##### STORED DATA #####

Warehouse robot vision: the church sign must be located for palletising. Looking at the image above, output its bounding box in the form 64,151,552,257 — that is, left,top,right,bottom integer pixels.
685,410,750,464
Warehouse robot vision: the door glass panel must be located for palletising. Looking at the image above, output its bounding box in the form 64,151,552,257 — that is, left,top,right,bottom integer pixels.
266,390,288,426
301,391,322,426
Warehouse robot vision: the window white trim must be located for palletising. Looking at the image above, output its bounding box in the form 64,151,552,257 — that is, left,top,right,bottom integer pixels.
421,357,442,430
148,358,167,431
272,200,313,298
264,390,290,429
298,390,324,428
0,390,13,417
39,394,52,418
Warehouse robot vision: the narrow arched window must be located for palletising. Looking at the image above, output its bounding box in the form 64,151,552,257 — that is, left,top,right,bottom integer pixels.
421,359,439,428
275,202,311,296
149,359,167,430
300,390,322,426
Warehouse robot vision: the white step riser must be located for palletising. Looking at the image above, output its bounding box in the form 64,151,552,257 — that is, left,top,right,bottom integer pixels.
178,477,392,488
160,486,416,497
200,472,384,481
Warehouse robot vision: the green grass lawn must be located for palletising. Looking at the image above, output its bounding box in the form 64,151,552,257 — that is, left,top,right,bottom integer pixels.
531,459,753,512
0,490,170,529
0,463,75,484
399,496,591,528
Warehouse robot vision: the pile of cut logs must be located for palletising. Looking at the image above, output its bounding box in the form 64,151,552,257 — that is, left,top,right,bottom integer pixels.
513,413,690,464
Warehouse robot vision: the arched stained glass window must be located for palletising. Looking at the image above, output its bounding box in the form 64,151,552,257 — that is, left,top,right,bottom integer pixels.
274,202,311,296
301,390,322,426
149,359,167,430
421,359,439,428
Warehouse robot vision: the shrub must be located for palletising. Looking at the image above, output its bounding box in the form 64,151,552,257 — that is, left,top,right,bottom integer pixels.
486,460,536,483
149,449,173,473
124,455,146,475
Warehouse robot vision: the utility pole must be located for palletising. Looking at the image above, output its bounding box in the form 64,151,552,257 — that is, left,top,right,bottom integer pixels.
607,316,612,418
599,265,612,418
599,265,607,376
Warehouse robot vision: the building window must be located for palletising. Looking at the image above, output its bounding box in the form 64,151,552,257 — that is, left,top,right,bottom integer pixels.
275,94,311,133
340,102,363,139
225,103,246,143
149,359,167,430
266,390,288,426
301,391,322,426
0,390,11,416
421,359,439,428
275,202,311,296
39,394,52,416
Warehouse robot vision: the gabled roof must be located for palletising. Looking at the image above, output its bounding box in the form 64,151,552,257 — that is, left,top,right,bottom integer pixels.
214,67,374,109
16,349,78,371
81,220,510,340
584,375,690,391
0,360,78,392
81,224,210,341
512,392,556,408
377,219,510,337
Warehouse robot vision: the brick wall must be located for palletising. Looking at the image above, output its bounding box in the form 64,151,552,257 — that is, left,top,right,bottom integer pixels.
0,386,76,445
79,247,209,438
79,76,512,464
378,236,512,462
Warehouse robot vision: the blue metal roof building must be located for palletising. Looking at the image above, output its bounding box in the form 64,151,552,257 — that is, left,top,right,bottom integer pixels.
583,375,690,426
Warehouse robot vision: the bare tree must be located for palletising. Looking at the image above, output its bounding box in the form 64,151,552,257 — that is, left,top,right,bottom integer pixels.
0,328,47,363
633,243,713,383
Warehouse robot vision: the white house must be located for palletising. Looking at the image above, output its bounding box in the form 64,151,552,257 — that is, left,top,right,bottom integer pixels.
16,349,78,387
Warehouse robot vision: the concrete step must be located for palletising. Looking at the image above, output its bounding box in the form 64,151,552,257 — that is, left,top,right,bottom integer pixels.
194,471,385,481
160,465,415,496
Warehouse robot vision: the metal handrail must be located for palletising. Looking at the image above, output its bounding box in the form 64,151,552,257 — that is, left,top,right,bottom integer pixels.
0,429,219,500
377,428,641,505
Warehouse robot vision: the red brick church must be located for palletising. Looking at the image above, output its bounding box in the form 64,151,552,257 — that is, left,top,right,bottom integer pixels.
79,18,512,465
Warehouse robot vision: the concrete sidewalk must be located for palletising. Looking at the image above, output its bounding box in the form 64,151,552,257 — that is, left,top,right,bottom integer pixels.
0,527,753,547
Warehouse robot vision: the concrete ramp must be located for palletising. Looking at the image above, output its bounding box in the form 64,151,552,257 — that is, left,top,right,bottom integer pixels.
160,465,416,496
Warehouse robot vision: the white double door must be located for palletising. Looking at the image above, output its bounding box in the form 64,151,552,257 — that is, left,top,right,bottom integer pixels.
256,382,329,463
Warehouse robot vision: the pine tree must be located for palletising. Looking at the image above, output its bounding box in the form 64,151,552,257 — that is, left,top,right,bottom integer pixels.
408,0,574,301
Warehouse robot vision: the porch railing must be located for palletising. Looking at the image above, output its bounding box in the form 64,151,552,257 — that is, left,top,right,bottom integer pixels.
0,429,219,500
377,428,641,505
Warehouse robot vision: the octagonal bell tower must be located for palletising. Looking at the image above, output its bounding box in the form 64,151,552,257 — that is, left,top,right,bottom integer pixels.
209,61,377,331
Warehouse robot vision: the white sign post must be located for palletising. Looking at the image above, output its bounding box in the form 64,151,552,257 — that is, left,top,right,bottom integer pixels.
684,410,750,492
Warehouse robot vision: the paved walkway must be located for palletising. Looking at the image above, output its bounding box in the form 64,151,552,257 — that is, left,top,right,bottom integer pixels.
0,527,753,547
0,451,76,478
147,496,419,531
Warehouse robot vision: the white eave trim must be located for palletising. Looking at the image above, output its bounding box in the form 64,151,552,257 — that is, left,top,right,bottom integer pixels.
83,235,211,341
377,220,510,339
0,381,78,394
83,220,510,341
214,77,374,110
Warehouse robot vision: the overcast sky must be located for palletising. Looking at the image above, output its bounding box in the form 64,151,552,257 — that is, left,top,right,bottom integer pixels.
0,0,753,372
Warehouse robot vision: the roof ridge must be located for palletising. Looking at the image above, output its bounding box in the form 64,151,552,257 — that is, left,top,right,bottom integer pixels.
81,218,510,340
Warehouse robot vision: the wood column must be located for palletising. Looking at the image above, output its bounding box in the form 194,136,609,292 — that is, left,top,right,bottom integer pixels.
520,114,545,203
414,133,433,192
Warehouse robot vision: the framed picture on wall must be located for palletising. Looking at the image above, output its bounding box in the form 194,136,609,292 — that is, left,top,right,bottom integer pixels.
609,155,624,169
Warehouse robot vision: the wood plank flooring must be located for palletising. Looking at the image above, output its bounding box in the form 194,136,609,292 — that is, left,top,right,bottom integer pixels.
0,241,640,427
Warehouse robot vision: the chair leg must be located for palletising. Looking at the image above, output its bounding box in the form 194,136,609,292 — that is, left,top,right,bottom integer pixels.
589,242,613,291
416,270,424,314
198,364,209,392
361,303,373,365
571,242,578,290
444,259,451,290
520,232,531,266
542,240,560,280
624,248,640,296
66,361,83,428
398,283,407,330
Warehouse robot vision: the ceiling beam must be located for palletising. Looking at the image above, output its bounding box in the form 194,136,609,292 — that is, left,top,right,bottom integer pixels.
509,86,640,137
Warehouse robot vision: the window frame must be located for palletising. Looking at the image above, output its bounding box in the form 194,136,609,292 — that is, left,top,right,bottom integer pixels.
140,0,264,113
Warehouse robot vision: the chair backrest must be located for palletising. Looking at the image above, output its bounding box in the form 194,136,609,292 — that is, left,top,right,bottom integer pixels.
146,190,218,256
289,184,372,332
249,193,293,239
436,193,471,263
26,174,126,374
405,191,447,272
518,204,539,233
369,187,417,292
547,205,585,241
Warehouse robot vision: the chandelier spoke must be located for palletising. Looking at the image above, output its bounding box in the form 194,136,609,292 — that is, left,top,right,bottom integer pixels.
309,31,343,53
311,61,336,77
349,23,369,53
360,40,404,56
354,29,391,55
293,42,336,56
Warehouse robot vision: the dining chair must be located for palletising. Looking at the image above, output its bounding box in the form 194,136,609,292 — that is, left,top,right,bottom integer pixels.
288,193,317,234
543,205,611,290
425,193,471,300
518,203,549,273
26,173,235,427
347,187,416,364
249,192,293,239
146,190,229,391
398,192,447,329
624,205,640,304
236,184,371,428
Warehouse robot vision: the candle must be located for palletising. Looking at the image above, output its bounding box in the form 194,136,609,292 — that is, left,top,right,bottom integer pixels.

#####
##### STORED DATA #####

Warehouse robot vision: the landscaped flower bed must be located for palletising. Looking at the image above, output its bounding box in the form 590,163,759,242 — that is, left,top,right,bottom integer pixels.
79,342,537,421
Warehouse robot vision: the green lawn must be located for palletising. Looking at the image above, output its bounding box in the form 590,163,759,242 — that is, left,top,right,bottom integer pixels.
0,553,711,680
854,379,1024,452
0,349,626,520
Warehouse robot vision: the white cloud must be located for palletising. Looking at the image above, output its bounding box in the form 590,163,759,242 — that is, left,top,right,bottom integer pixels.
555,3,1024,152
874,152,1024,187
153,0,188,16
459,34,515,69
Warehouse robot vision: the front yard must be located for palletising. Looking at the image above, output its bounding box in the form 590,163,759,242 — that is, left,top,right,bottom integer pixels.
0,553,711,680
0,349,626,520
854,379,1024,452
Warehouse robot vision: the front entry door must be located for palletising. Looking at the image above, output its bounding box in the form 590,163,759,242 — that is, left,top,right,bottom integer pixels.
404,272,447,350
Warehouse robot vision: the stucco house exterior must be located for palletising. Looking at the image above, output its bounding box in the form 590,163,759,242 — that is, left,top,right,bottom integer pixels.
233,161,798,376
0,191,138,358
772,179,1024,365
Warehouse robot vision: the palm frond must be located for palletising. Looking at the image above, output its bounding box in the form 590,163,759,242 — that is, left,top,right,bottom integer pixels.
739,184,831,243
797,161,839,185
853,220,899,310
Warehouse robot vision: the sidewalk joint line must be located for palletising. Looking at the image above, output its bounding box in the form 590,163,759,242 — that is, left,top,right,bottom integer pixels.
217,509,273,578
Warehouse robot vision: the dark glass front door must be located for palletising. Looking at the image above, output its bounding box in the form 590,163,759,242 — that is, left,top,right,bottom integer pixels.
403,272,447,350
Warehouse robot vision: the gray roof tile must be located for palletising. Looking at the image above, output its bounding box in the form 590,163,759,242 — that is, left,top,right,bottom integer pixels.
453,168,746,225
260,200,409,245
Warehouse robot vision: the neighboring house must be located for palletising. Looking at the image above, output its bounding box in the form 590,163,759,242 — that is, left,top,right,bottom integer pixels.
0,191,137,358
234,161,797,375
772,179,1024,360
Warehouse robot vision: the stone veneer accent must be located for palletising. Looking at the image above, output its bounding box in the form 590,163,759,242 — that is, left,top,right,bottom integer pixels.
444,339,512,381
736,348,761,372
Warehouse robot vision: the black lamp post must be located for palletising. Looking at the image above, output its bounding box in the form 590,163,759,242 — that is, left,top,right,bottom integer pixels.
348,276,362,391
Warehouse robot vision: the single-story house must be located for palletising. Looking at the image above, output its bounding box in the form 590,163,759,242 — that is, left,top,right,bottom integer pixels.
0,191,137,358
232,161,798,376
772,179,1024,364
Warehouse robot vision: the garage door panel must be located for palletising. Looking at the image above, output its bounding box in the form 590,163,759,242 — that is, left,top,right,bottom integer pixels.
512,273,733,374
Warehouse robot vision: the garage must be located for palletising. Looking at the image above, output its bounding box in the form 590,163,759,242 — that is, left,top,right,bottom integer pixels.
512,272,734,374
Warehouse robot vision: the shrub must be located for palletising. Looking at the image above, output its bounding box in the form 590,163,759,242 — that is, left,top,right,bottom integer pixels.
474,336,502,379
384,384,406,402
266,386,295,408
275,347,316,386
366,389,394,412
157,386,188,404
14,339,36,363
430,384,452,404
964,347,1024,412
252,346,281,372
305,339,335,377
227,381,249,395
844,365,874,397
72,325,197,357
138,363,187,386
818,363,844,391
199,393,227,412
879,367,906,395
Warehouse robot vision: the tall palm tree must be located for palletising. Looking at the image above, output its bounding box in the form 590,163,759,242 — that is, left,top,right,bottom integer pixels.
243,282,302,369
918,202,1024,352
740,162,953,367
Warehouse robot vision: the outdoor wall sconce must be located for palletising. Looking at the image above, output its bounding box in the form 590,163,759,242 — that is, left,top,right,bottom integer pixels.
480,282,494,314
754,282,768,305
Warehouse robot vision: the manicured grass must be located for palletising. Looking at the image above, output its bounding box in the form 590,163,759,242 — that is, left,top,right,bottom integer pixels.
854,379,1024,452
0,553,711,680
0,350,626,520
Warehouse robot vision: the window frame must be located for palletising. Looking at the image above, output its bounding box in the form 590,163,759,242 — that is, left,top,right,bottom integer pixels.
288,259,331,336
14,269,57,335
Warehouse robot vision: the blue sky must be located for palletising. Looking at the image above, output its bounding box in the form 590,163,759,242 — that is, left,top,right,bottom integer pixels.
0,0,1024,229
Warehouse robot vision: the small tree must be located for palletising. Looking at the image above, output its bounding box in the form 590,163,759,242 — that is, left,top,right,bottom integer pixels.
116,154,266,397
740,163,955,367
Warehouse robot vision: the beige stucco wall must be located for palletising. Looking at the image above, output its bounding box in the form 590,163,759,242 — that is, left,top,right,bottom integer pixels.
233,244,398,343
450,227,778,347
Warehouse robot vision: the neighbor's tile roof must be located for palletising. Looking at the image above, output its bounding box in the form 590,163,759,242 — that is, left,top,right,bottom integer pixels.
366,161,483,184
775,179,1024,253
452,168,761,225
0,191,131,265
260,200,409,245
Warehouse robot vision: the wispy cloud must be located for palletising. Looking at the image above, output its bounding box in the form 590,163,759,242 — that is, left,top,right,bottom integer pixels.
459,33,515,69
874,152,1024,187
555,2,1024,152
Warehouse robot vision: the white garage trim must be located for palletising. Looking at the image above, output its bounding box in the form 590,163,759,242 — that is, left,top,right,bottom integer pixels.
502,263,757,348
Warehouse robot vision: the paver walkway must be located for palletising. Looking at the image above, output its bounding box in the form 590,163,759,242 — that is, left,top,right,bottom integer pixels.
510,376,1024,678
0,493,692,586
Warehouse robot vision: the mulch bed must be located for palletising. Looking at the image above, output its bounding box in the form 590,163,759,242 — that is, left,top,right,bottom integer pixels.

#####
##### STORED DATA #####

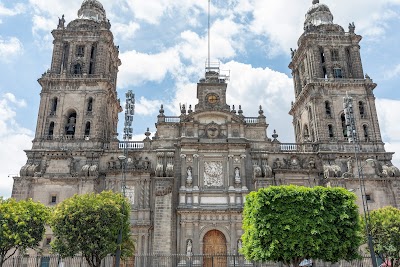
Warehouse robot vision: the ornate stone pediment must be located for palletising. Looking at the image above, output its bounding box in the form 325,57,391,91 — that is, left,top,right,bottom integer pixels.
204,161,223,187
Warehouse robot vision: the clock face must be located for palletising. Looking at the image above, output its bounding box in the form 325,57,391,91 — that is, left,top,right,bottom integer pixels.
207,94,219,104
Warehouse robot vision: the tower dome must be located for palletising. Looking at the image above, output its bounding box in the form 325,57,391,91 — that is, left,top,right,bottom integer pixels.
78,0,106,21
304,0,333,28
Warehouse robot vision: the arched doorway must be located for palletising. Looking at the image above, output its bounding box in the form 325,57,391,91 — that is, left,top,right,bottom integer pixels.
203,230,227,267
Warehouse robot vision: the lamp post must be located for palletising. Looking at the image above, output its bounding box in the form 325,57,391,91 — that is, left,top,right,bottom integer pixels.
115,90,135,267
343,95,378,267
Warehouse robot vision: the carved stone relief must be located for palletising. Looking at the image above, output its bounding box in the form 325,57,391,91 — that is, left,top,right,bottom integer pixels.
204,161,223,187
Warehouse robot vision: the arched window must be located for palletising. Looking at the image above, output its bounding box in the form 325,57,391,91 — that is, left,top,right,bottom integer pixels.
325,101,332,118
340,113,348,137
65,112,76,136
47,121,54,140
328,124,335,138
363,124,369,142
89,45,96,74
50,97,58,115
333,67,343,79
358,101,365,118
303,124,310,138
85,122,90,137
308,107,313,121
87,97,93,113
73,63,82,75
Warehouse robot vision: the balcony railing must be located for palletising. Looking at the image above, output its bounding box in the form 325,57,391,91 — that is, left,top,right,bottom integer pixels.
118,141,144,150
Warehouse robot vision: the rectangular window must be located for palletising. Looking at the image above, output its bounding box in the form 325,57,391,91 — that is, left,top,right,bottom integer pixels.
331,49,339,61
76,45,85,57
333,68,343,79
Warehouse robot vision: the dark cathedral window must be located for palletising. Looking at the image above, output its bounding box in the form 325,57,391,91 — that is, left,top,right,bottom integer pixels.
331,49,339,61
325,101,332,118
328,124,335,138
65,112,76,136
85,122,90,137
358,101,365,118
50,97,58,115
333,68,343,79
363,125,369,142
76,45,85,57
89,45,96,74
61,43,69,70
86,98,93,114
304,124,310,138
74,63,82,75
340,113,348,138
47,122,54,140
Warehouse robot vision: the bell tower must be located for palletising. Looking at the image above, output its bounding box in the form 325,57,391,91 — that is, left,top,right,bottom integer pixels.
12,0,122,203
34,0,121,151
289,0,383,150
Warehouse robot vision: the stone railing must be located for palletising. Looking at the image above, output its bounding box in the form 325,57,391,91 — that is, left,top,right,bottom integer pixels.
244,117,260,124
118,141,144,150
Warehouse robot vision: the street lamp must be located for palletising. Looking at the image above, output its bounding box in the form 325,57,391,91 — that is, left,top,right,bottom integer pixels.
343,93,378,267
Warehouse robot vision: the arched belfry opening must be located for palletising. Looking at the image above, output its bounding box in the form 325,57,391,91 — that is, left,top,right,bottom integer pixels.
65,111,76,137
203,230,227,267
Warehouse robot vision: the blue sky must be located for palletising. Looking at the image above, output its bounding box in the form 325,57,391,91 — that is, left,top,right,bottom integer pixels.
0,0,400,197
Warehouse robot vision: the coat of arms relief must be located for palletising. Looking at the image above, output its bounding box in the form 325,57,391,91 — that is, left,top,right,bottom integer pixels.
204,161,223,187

#####

WHAT YOU ARE ASKED TO DO: Shift every bounding-box coordinate in the answers by adding 137, then write out again the lines from the line with "Warehouse robot vision: the black" to the line with "772,179,1024,364", both included, with their requests. Leave the requests and the sample boxes inside them unchanged.

CORRECT RESULT:
Warehouse robot vision: the black lamp post must be located for palletising. Looking at the image above, output its bounding box in the form 590,163,759,242 — that is, left,top,right,bottom integer pixels.
485,413,499,528
Warehouse robot vision: the single-story house must be located for palletising. Looking at the image above, output its bounding box in the form 590,163,759,242 — that is, left,top,right,bottom integer pixels.
137,328,274,495
369,298,935,513
909,316,1161,501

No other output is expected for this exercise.